PROMPT A
According to the PS CLEMENTINE PRO passage, what causes File Monitor to launch a task?
PROMPT B
Please print everything in the PS CLEMENTINE PRO passage from "After manual verification" down to "in specific situations.".

PROVIDED PASSAGE
Our rules did not detect any suspicious records. As a result, the PS SOAP node at the end of the stream received an empty data set, and thus did not send any message and did not launch any further task.
Focusing on scenario 2, our procedures would stop at this stage and it would be necessary to forward somehow the information about success, which would launch further actions for the preparation for scoring. One of the available possibilities would be to write a Python script, which, after the rules evaluation stage, would check whether any suspicious records have been detected or not. If no records would be detected, the script would not execute the part of the stream responsible for creating and sending the SOAP message to the further task (comparing the data with those in other services i.e. Task 1 in Fig. 6), and would only execute the task launch node following the verification stage i.e. Task 2 in Fig. 6 (thereby ignoring Task 1).
Figure 6. Stream utilizing conditional execution of nodes
Users who do not know the Python language can utilize the option of executing streams based on conditions, implemented in the Execution tab under “Execution in a loop/conditional”. However, with this option, the conditions are limited to just the value from a given cell in the table, global values or stream parameters.
ENTERING DATA BY MEANS OF FILES
In the example above, we have described the process whereby any suspicious records are verified by automatic comparison with those available from other external service providers. However, what if these other external sources also provide information that is considered suspicious according to our rules? What if we have already used all automatic verification options and still our procedures cannot accept such data? Each such system has its boundaries – we are rarely able to automatically handle all the situations – and occasionally human engagement is necessary to ensure correct operation. In the above situation, for example, we could notify one of our company’s employees about suspicious records that need to be “manually” verified for correctness. He or she having expert knowledge would, in turn, have the possibility to verify this information using sources unavailable or hardly available to IT systems, but still open for “manual” analysis e.g. unstructured data such as text at online sites, images or video. Whilst there are ways to conduct machine-based exploration of such data sources, sometimes it simply does not pay off given the diversity of the sources, or simply the relatively rare use of these tools. Sometimes it is just better to manually review several websites of public institutions, media reports or other reports than to create complex algorithms to process such data into an appropriate form and extract necessary information.
After manual verification of such information, the employee may enter them into the system. This can be achieved in many other ways e.g. by entering the data as parameters for a properly configured task, or simply by writing an SQL inquiry modifying respective tables in the database. In this regard PS CLEMENTINE PRO offers an additional option which may prove beneficial in specific situations.
Another option available in PS CLEMENTINE PRO to trigger a task is File Monitor. Tasks are launched whenever a new file appears in the designated path, or when the file name contains certain words or extensions e.g. “report” or “.csv” (see Fig. 7).
Figure 7. Trigger type – File Monitor
Figure 8. File Monitor – Paramaters
To sum up, PS CLEMENTINE PRO 3.0 is a system whose main aim is to support process automation. It contains newly implemented functionalities that both help in the integration with external systems and increase the possibilities for adapting procedures to complex business requirements. By combining specific solution functionalities and components we can create processes that are resistant to errors and maximize chances for correct and effective use of scoring models.

RECORDS
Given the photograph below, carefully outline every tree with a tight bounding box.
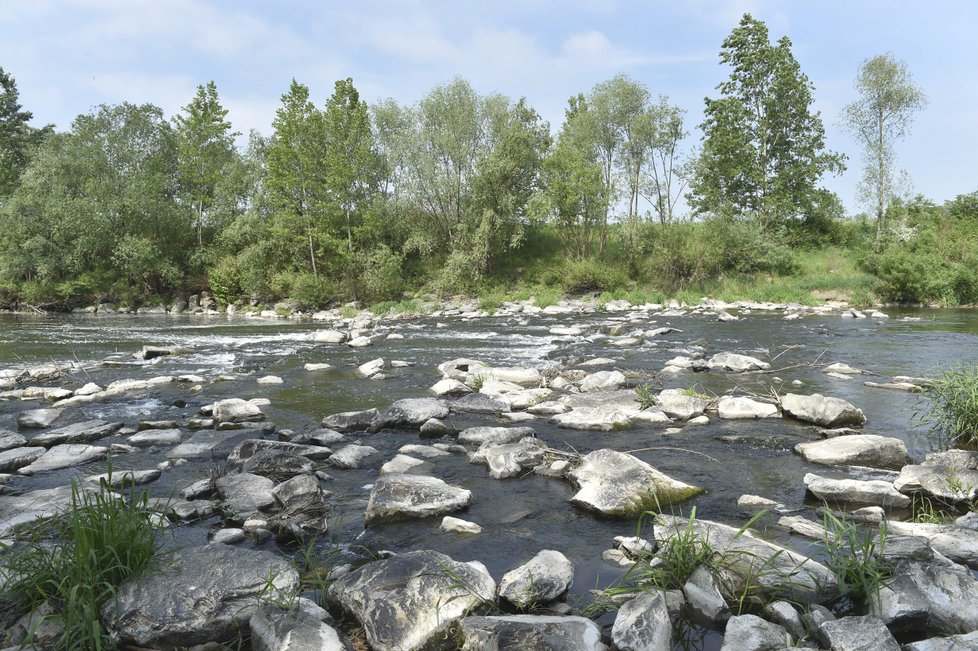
[691,14,843,225]
[173,81,238,248]
[0,68,52,199]
[842,53,927,248]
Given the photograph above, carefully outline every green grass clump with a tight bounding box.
[915,364,978,449]
[0,480,159,650]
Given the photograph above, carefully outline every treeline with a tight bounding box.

EXERCISE OUTPUT A
A new file appearing in the designated path, or a file name containing certain words or extensions.

EXERCISE OUTPUT B
After manual verification of such information, the employee may enter them into the system. This can be achieved in many other ways e.g. by entering the data as parameters for a properly configured task, or simply by writing an SQL inquiry modifying respective tables in the database. In this regard PS CLEMENTINE PRO offers an additional option which may prove beneficial in specific situations.